QUOTED PASSAGE →
════════════════

# Exploring Object Detection Performance with FiftyOne

In this notebook we compare the performance of a pretrained [RetinaNet](https://arxiv.org/abs/1708.02002) and a pretrained [Faster-RCNN model](https://arxiv.org/abs/1506.01497) on the [COCO 2017 validation set](https://cocodataset.org/#home), through the open source [FiftyOne](https://github.com/voxel51/fiftyone) SDK and visualization app.

It covers the following concepts:

- Loading a dataset with ground truth labels [into FiftyOne](https://voxel51.com/docs/fiftyone/user_guide/dataset_creation/index.html)
- [Adding model predictions](https://voxel51.com/docs/fiftyone/recipes/adding_detections.html) to your dataset
- [Evaluating your model](https://voxel51.com/docs/fiftyone/user_guide/evaluation.html#detections) using FiftyOne's evaluation API
- Viewing the best and worst performing samples in your dataset

## Brief technical background

There is a big variety of object detection algorithms out there. Among those based on the filtering of region proposals (aka anchor boxes), there are two main families:

* Single shot detectors (SSDs) like RetinaNet and YOLO
* Two stage detectors like Faster R-CNN

Two stage detectors filter out candidate region proposals before producing output detections. Single shot detectors evaluate all region proposals at once.
SSDs have the reputation of being faster, while two stage detectors seem to work better on small objects. We will put this last statement to the test in this example.

**What's the takeaway?**

Aggregate measures of performance like [mean Average Precision](https://kili-technology.com/data-labeling/machine-learning/mean-average-precision-map-a-complete-guide) don't give us the full picture of your detection model. In practice, the limiting factor on your model's performance is often data quality issues that we need to **see** to address. FiftyOne is designed to make it easy to do just that.

════════════════

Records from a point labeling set

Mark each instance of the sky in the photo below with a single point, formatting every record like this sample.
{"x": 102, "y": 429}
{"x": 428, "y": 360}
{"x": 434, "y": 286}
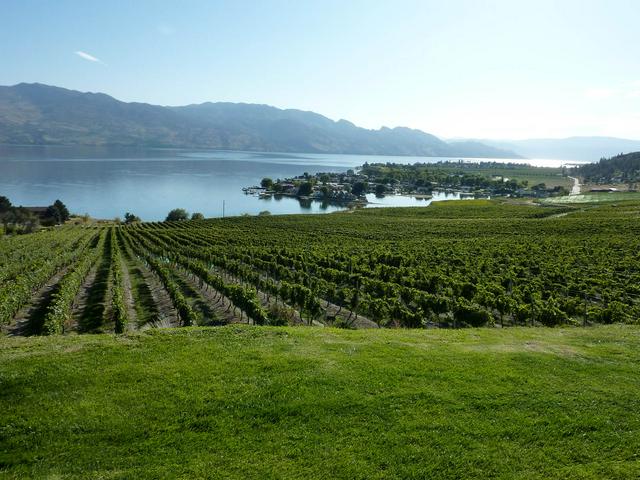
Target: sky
{"x": 501, "y": 69}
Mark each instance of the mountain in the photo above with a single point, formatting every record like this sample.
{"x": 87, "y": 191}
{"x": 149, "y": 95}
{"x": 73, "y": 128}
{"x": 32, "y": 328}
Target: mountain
{"x": 586, "y": 149}
{"x": 36, "y": 114}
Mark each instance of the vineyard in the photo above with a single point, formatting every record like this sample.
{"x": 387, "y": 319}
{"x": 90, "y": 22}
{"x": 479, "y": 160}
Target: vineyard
{"x": 453, "y": 264}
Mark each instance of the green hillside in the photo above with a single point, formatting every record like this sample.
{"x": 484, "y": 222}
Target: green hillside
{"x": 243, "y": 402}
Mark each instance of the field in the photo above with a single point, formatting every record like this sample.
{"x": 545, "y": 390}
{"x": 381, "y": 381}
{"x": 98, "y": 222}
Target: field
{"x": 240, "y": 402}
{"x": 224, "y": 363}
{"x": 453, "y": 264}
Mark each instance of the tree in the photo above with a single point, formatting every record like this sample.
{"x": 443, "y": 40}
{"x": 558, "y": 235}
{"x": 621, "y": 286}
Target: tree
{"x": 131, "y": 218}
{"x": 305, "y": 189}
{"x": 358, "y": 188}
{"x": 177, "y": 214}
{"x": 57, "y": 212}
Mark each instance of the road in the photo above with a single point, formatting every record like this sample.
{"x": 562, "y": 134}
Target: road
{"x": 575, "y": 190}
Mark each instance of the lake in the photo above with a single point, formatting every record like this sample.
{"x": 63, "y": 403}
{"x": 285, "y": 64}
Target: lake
{"x": 107, "y": 182}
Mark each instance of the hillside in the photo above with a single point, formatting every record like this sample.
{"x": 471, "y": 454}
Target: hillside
{"x": 581, "y": 149}
{"x": 619, "y": 169}
{"x": 35, "y": 114}
{"x": 243, "y": 402}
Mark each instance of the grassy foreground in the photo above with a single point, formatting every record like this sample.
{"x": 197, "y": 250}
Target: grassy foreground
{"x": 248, "y": 402}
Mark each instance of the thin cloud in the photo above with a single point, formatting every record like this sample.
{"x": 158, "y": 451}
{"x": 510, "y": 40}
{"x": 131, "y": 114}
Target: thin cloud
{"x": 88, "y": 56}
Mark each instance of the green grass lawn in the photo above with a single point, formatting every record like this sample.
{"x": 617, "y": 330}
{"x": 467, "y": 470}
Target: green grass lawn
{"x": 247, "y": 402}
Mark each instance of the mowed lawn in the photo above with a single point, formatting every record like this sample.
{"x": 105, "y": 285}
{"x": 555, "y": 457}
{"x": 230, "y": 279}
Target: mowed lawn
{"x": 249, "y": 402}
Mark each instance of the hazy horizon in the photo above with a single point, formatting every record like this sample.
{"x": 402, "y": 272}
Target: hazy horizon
{"x": 501, "y": 70}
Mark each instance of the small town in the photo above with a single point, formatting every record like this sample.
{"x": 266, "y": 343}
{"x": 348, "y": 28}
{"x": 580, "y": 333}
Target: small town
{"x": 352, "y": 186}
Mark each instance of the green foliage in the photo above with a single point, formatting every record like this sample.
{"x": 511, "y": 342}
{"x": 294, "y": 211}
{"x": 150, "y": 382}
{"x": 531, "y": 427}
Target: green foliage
{"x": 305, "y": 189}
{"x": 118, "y": 307}
{"x": 624, "y": 168}
{"x": 459, "y": 263}
{"x": 177, "y": 214}
{"x": 59, "y": 309}
{"x": 57, "y": 212}
{"x": 27, "y": 262}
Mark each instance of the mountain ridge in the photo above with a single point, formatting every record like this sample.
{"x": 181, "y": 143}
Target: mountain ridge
{"x": 39, "y": 114}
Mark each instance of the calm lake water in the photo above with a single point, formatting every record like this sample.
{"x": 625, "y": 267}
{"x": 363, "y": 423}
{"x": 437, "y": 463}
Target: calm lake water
{"x": 107, "y": 182}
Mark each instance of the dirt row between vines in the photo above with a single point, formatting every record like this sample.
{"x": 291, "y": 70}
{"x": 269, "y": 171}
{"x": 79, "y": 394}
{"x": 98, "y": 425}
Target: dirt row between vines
{"x": 29, "y": 319}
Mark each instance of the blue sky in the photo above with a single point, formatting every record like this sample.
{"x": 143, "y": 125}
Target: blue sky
{"x": 483, "y": 69}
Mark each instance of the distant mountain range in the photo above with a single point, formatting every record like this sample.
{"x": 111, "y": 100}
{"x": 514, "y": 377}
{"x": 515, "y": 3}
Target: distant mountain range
{"x": 586, "y": 149}
{"x": 36, "y": 114}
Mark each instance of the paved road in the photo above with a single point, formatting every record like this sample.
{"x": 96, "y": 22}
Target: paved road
{"x": 575, "y": 190}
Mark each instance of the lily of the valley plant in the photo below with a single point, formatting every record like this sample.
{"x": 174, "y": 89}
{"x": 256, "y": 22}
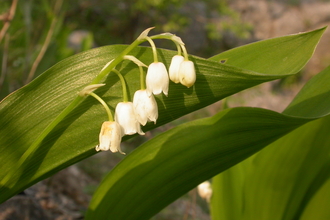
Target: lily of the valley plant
{"x": 129, "y": 116}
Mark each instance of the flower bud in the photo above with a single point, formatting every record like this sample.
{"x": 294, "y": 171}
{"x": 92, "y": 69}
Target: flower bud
{"x": 145, "y": 107}
{"x": 126, "y": 118}
{"x": 157, "y": 79}
{"x": 174, "y": 68}
{"x": 110, "y": 137}
{"x": 205, "y": 191}
{"x": 187, "y": 74}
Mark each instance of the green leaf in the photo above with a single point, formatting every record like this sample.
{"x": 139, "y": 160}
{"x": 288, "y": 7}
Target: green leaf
{"x": 171, "y": 164}
{"x": 263, "y": 56}
{"x": 174, "y": 162}
{"x": 27, "y": 112}
{"x": 281, "y": 179}
{"x": 284, "y": 180}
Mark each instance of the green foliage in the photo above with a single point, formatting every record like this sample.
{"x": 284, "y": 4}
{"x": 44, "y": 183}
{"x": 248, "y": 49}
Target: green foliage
{"x": 174, "y": 162}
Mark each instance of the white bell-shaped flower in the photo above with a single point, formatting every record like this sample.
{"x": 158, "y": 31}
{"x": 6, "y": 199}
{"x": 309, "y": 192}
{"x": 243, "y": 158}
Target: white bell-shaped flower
{"x": 157, "y": 79}
{"x": 145, "y": 107}
{"x": 187, "y": 74}
{"x": 205, "y": 190}
{"x": 110, "y": 137}
{"x": 126, "y": 118}
{"x": 174, "y": 68}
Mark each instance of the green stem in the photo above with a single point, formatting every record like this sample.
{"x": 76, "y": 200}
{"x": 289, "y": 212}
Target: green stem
{"x": 65, "y": 112}
{"x": 178, "y": 47}
{"x": 142, "y": 78}
{"x": 123, "y": 84}
{"x": 153, "y": 46}
{"x": 106, "y": 107}
{"x": 77, "y": 101}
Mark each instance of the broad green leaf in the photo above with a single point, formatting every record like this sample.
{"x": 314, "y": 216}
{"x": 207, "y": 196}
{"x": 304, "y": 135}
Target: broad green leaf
{"x": 262, "y": 56}
{"x": 174, "y": 162}
{"x": 281, "y": 179}
{"x": 318, "y": 206}
{"x": 26, "y": 112}
{"x": 284, "y": 180}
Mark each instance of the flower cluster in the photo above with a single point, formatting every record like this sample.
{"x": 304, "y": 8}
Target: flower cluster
{"x": 129, "y": 116}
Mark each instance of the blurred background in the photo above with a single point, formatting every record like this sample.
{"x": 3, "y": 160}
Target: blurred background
{"x": 36, "y": 34}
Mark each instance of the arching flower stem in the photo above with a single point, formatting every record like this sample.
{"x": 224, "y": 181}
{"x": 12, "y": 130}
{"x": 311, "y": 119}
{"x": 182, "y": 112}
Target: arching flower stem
{"x": 123, "y": 84}
{"x": 154, "y": 50}
{"x": 106, "y": 107}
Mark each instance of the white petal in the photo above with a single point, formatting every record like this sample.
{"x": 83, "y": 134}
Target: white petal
{"x": 174, "y": 68}
{"x": 110, "y": 137}
{"x": 187, "y": 74}
{"x": 157, "y": 79}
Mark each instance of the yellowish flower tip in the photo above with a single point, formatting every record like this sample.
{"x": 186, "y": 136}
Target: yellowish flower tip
{"x": 174, "y": 68}
{"x": 205, "y": 191}
{"x": 157, "y": 79}
{"x": 135, "y": 60}
{"x": 126, "y": 118}
{"x": 89, "y": 89}
{"x": 106, "y": 65}
{"x": 177, "y": 39}
{"x": 110, "y": 137}
{"x": 145, "y": 33}
{"x": 145, "y": 107}
{"x": 187, "y": 74}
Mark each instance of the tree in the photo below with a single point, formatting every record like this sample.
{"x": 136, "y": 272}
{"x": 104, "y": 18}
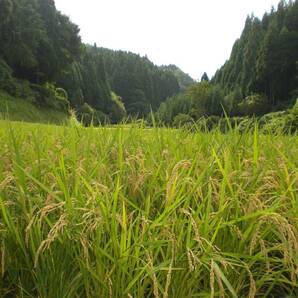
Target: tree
{"x": 204, "y": 77}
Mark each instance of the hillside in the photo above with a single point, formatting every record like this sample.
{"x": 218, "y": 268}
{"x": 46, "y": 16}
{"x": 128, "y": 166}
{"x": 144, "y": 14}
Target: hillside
{"x": 48, "y": 65}
{"x": 184, "y": 80}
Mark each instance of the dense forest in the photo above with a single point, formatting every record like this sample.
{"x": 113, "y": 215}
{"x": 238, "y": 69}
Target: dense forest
{"x": 42, "y": 59}
{"x": 260, "y": 77}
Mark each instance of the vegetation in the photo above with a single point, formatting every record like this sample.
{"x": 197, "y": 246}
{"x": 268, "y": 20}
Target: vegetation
{"x": 260, "y": 77}
{"x": 17, "y": 109}
{"x": 131, "y": 212}
{"x": 45, "y": 49}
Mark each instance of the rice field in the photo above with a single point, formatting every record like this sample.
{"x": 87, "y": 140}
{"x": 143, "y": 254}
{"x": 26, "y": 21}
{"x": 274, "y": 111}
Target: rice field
{"x": 133, "y": 212}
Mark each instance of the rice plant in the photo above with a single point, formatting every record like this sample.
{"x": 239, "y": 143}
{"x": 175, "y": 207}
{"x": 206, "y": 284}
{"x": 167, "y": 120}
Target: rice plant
{"x": 133, "y": 212}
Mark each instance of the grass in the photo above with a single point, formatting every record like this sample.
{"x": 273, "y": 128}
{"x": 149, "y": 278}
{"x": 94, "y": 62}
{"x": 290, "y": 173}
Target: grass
{"x": 17, "y": 109}
{"x": 127, "y": 212}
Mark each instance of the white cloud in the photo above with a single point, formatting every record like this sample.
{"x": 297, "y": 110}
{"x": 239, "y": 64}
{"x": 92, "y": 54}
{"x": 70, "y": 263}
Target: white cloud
{"x": 195, "y": 35}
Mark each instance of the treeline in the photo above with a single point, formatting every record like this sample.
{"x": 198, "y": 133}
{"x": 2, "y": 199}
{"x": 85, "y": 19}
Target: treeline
{"x": 260, "y": 77}
{"x": 43, "y": 60}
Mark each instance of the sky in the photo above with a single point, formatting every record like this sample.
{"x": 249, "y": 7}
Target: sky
{"x": 195, "y": 35}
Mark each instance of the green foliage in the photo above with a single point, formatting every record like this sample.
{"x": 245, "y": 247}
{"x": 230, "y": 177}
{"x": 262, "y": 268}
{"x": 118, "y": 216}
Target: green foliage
{"x": 130, "y": 212}
{"x": 118, "y": 111}
{"x": 89, "y": 116}
{"x": 141, "y": 85}
{"x": 19, "y": 109}
{"x": 182, "y": 120}
{"x": 254, "y": 105}
{"x": 263, "y": 59}
{"x": 184, "y": 80}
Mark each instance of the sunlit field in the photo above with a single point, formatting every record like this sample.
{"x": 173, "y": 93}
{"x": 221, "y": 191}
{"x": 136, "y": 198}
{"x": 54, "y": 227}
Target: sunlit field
{"x": 133, "y": 212}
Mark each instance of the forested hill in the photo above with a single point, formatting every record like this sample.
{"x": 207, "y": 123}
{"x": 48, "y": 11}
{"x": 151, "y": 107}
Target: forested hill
{"x": 184, "y": 80}
{"x": 141, "y": 84}
{"x": 264, "y": 59}
{"x": 43, "y": 60}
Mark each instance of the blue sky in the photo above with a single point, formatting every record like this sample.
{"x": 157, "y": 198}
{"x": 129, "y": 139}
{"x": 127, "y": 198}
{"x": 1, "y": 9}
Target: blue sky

════════════════

SET EXERCISE →
In the object detection notebook above, please rewrite the paragraph that begins "Two stage detectors filter out" as a short bulleted list that keeps its main facts.

RESULT FOR THIS TASK →
- Two stage detectors filter out candidate region proposals before producing output detections.
- Single shot detectors (SSDs) evaluate all region proposals at once.
- SSDs are reputed to be faster.
- Two stage detectors seem to work better on small objects, and the example tests this claim.